INSTRUCTIONS:
1. In the passage about ice discs on the Gananoque River, reproduce everything from "This photo, taken" down to "(25 cm) across." word for word.
2. Translate this sentence from the ice discs passage into Spanish: "Some ice discs grow very large, measuring tens of metres in diameter."
3. Extend the account of ice discs on the Gananoque River with a new paragraph that follows its final sentence.

SELECTED EXCERPT:
★ ★ ★ ★

This photo, taken in January of 2017, shows ice discs on the Gananoque River in Ontario, Canada. It was a frigid winter day, and these ice discs had formed in the lee of the current immediately downstream of a dam and waterfall in the river. The ice discs swirled in the current, bumping against each other as new discs formed, likely calving off the patchy ice near the shore. It was a remarkable thing to see on a very chilly walk overtown from my mother’s house.

Ice discs are reportedly an uncommon phenomenon and are the result of rotational shear influencing the formation and shape of ice in cold climate rivers. Some ice discs grow very large, measuring tens of metres in diameter. The discs I photographed in the Gananoque River on that frigid January day were much smaller, averaging about 10 inches (25 cm) across.

★ ★ ★ ★

PROVIDED INFORMATION:
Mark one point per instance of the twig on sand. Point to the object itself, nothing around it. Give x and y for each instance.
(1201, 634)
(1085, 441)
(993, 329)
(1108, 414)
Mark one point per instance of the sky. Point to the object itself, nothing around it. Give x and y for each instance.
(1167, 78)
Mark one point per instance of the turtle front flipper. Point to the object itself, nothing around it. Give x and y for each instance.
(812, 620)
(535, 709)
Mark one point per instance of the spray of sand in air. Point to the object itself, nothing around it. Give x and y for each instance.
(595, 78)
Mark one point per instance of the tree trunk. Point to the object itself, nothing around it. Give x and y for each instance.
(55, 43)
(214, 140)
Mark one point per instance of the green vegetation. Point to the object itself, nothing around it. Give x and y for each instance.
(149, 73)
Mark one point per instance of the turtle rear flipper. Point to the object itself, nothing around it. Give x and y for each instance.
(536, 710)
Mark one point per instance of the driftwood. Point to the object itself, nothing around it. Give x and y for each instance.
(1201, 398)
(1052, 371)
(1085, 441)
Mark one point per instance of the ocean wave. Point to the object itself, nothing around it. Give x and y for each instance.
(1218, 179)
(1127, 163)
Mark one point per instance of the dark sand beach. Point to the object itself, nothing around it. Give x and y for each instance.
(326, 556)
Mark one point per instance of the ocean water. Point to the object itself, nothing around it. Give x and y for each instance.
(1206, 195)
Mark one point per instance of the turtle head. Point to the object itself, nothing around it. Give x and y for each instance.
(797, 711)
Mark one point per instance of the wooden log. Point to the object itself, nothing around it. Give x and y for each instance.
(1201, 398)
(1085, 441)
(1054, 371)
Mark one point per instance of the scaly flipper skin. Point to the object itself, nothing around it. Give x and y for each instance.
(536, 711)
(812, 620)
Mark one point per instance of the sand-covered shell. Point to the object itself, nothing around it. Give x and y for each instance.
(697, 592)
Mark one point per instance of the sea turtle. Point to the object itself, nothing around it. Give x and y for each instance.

★ ★ ★ ★

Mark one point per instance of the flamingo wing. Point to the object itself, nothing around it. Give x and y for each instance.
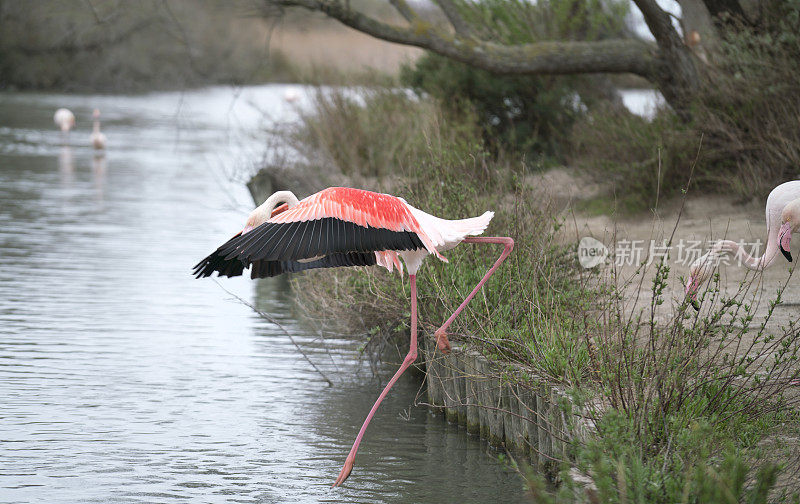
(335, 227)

★ ★ ★ ★

OUTPUTS IN ORDER:
1.
This photo, taken in January of 2017, shows ice discs on the Gananoque River in Ontario, Canada. It was a frigid winter day, and these ice discs had formed in the lee of the current immediately downstream of a dam and waterfall in the river. The ice discs swirled in the current, bumping against each other as new discs formed, likely calving off the patchy ice near the shore. It was a remarkable thing to see on a very chilly walk overtown from my mother’s house.

Ice discs are reportedly an uncommon phenomenon and are the result of rotational shear influencing the formation and shape of ice in cold climate rivers. Some ice discs grow very large, measuring tens of metres in diameter. The discs I photographed in the Gananoque River on that frigid January day were much smaller, averaging about 10 inches (25 cm) across.

2. Algunos discos de hielo crecen mucho y llegan a medir decenas de metros de diámetro.

3.
It turns out I am not the only person who has noticed ice discs forming on the Gananoque River: these wonderful images of ice disks were taken by photographer Deb Keogh in January of 2025, also on ‘the Crick’ below the dam. Conditions on the Crick that likely lend themselves to the formation of ice disks include the turbidity of water flowing over the dam; the lee in the current immediately downstream; and the shallow basin of this stretch of the Crick—all intersecting with a cold snap. It also seems possible that clear conditions—such as those producing a differential between the temperature of the air and water—may also contribute to the formation of ice discs

Fun fact: A parallel phenomenon is possible, although exceedingly uncommon, in warm climates. El Ojo, or ‘The Eye’ is a floating island composed of organic matter that swirls on its axis in an Argentinean lake. Its slow rotation and shape are reportedly caused by the same rotational shearing effect as is seen with ice disks.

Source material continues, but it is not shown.